━━━ PROVIDED PASSAGE ━━━

Tuesday, May 6, 2008

Our Economic Moment

Tim Duy has some reflections on our current economic situation that I found worth reading. He sees a period of what he calls "economic purgatory" as the Fed bails while the boat keeps leaking -- a purgatory where interest rates remain low, the dollar weak, economic growth tepid, and inflation worrying but not oppressive. This would allow the US to gradually adjust to the macro imbalances (under-saving and over-borrowing on an overly strong dollar) that caused our problems to begin with, without having to go through a deep recession. While that sounds nice on some level, and is certainly a coherent macro forecast, I see this purgatory as way worse than hell itself. The article goes on the make much the same point, though in less polemic terms -- by keeping rates low and bailing out all the bad loans, the Fed would be indirectly fueling a commodities and inflation bubble of enormous proportions via the leverage of the Asian and Middle Eastern pegs to the dollar. It seems to me that after a lull, this would come home to roost in the US, and we'd be back in the horrendously stagflationary 70's, which would then precipitate another dollar crisis and a final re-adjustment even worse than the one we might expect if we let it happen now. After all, when has the government's monkeying around in the economy ever turned out for the best? I would prefer to immediately take the same medicine the IMF gave to Korea and the rest of the world ever time it got into this sort of trouble -- higher rates, greater austerity, let the market do its job, it's much smarter than you are.

━━━ DATASET CONTENT ━━━

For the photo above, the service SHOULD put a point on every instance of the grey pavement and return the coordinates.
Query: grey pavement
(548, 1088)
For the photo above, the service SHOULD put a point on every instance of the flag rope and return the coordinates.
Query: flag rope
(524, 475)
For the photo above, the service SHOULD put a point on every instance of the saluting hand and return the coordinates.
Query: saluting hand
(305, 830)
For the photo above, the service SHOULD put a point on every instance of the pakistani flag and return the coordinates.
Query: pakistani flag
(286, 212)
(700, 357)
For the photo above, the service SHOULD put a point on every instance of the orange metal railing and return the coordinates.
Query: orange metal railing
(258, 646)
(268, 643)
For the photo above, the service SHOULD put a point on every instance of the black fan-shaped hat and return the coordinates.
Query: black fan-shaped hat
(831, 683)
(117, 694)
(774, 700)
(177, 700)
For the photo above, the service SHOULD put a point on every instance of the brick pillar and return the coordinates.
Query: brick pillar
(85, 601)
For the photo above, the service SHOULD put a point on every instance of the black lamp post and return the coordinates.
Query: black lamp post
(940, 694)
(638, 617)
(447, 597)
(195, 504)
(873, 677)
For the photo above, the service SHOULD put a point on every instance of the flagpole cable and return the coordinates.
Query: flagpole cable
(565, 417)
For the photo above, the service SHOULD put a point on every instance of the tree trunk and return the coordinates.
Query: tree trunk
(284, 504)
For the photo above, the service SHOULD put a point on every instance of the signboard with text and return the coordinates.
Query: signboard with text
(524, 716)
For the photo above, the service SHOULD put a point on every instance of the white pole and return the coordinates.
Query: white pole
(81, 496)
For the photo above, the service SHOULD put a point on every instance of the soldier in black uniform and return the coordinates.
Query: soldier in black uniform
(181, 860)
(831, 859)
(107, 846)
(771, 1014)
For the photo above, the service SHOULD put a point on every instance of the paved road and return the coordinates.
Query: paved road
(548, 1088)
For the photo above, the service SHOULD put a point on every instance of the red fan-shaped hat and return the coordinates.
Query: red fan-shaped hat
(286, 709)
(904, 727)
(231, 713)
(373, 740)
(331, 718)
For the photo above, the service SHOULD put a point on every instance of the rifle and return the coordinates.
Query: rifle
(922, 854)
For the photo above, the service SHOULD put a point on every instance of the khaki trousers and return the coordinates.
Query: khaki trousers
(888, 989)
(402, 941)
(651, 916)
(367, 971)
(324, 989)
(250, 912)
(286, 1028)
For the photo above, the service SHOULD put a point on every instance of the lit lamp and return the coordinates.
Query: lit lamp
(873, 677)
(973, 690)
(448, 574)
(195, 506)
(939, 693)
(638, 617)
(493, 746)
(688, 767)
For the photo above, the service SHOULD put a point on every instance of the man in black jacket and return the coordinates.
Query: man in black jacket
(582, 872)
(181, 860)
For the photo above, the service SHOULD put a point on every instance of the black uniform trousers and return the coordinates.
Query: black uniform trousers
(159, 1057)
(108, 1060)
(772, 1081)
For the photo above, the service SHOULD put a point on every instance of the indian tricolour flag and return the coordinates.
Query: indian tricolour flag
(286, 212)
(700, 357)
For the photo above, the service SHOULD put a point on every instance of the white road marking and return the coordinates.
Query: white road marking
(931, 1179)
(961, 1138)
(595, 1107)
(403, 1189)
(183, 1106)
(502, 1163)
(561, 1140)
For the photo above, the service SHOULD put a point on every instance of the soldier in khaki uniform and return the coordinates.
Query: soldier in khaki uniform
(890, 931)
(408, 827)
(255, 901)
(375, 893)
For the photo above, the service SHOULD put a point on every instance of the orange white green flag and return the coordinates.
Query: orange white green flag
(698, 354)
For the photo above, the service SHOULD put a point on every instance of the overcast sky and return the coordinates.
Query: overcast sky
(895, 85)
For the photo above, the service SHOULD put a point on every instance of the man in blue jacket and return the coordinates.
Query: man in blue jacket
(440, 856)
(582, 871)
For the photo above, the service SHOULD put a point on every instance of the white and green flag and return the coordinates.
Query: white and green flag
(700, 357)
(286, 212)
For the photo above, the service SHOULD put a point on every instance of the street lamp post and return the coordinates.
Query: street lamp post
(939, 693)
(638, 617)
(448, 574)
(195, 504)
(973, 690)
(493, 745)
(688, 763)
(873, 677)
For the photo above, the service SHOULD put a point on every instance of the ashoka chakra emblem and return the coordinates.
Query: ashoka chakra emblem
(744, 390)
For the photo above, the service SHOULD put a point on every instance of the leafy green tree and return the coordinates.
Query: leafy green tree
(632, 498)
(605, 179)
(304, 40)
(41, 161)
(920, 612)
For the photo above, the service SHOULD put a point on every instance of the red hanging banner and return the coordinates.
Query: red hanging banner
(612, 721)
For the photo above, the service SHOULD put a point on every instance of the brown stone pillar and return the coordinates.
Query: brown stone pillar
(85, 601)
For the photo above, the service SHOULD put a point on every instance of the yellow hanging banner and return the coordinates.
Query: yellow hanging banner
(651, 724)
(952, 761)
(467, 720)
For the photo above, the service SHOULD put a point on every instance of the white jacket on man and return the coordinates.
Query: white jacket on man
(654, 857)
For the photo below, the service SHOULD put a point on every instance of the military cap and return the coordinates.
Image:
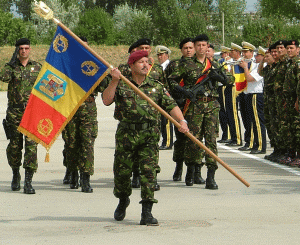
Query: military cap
(137, 55)
(248, 46)
(236, 47)
(225, 49)
(22, 41)
(201, 38)
(280, 42)
(184, 41)
(143, 41)
(292, 42)
(160, 49)
(132, 46)
(261, 51)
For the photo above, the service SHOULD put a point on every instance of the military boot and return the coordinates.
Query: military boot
(74, 180)
(210, 180)
(189, 178)
(197, 175)
(67, 178)
(178, 171)
(28, 189)
(146, 217)
(85, 183)
(120, 211)
(15, 183)
(136, 180)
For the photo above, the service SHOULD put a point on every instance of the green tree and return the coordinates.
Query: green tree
(97, 25)
(288, 8)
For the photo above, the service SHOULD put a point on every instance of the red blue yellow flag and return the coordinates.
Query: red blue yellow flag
(68, 76)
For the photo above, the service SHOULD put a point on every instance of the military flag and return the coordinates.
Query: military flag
(68, 76)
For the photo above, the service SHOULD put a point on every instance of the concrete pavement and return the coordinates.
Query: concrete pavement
(265, 213)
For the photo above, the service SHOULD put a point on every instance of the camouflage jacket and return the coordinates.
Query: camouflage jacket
(20, 81)
(189, 70)
(131, 108)
(292, 77)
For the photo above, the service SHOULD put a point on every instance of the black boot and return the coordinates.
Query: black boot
(120, 211)
(27, 183)
(85, 186)
(189, 178)
(178, 171)
(74, 180)
(210, 180)
(15, 183)
(136, 180)
(67, 178)
(197, 176)
(147, 218)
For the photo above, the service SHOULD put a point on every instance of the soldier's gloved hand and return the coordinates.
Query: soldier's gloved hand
(186, 92)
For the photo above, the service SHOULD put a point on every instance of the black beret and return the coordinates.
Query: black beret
(83, 38)
(143, 41)
(22, 41)
(280, 42)
(132, 46)
(184, 41)
(292, 42)
(202, 37)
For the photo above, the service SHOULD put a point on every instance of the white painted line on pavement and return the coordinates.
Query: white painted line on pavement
(288, 169)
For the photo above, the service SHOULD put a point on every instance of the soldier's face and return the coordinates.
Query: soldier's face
(140, 67)
(292, 51)
(162, 57)
(281, 50)
(144, 48)
(201, 47)
(24, 51)
(188, 49)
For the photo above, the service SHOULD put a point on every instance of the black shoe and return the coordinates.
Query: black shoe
(146, 217)
(120, 211)
(163, 147)
(28, 189)
(189, 178)
(245, 148)
(136, 180)
(67, 177)
(178, 171)
(254, 151)
(85, 183)
(74, 180)
(210, 180)
(15, 183)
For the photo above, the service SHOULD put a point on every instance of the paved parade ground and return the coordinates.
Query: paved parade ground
(268, 212)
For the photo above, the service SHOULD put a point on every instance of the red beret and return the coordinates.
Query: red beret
(137, 55)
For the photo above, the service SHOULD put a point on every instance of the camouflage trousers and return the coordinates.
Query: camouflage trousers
(15, 146)
(203, 122)
(136, 146)
(79, 137)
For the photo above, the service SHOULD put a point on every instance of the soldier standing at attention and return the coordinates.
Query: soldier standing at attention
(137, 134)
(20, 74)
(202, 114)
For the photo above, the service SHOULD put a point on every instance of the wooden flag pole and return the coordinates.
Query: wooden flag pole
(45, 12)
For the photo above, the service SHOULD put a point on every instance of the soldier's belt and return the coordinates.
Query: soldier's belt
(136, 126)
(207, 99)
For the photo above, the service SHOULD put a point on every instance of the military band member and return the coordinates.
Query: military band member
(137, 134)
(20, 74)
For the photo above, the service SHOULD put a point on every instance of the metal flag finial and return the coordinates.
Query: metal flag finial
(43, 10)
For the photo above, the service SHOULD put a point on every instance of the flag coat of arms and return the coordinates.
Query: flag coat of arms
(240, 79)
(68, 76)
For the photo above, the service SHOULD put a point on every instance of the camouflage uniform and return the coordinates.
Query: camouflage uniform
(202, 116)
(137, 136)
(20, 82)
(79, 136)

━━━

ACTION ITEM -
Please retype the whole "Our Economic Moment" post above word for word, from its date through its final sentence.

YOUR SOLUTION -
Tuesday, May 6, 2008

Our Economic Moment

Tim Duy has some reflections on our current economic situation that I found worth reading. He sees a period of what he calls "economic purgatory" as the Fed bails while the boat keeps leaking -- a purgatory where interest rates remain low, the dollar weak, economic growth tepid, and inflation worrying but not oppressive. This would allow the US to gradually adjust to the macro imbalances (under-saving and over-borrowing on an overly strong dollar) that caused our problems to begin with, without having to go through a deep recession. While that sounds nice on some level, and is certainly a coherent macro forecast, I see this purgatory as way worse than hell itself. The article goes on the make much the same point, though in less polemic terms -- by keeping rates low and bailing out all the bad loans, the Fed would be indirectly fueling a commodities and inflation bubble of enormous proportions via the leverage of the Asian and Middle Eastern pegs to the dollar. It seems to me that after a lull, this would come home to roost in the US, and we'd be back in the horrendously stagflationary 70's, which would then precipitate another dollar crisis and a final re-adjustment even worse than the one we might expect if we let it happen now. After all, when has the government's monkeying around in the economy ever turned out for the best? I would prefer to immediately take the same medicine the IMF gave to Korea and the rest of the world ever time it got into this sort of trouble -- higher rates, greater austerity, let the market do its job, it's much smarter than you are.